## Data for review
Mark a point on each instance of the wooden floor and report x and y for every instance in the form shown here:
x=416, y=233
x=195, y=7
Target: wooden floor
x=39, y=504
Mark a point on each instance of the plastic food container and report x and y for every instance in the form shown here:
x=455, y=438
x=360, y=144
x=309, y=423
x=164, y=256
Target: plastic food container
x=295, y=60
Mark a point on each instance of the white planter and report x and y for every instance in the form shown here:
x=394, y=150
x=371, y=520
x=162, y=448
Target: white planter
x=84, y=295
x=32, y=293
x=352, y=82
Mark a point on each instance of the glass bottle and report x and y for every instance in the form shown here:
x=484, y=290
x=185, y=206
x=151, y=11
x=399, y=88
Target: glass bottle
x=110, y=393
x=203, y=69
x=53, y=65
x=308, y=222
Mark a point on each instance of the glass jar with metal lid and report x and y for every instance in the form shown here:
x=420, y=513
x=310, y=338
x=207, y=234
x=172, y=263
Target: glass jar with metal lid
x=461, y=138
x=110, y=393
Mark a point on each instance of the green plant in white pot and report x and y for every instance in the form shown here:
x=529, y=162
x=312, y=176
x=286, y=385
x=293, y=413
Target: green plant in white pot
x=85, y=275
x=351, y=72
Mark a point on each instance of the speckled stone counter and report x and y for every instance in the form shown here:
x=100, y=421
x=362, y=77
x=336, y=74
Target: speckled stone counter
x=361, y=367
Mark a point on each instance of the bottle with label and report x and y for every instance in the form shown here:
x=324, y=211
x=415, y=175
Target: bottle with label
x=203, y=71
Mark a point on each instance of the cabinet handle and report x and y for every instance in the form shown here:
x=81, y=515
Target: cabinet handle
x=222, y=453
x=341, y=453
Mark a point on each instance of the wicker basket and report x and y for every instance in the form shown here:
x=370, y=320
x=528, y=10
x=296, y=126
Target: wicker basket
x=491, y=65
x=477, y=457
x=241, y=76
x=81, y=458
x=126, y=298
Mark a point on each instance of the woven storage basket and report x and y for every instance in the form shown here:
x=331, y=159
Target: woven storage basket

## Try it
From the records above, copy every line that holds the word "instance".

## Written answer
Mark a point on each instance of the wooden floor and report x and y for every instance in the form shown here:
Mark a point on each instance of the plastic food container and report x and y for every instance in the form shown here:
Mark a point on each instance of the white planter and report x and y for every instance in the form shown here:
Mark a point on each instance of the glass bottle and report x and y for every instance in the form shown here:
Mark a point on each instance of the glass jar with metal lid and report x and y for every instance in the form shown here:
Mark a point on each instance of the green plant in white pot and report x and y for every instance in the form shown here:
Mark a point on each instance of the speckled stone counter and report x and y for every instance in the form shown here:
Mark a point on each instance of the bottle with label and report x and y for every instance in the form shown here:
Mark a point on each instance of the cabinet handle and report x and y for every instance in the form shown here:
Mark a point on each instance of the wicker basket and report x and y for every instance in the form shown here:
Mark a point on each instance of the woven storage basket and report x and y for every instance in the form shown here:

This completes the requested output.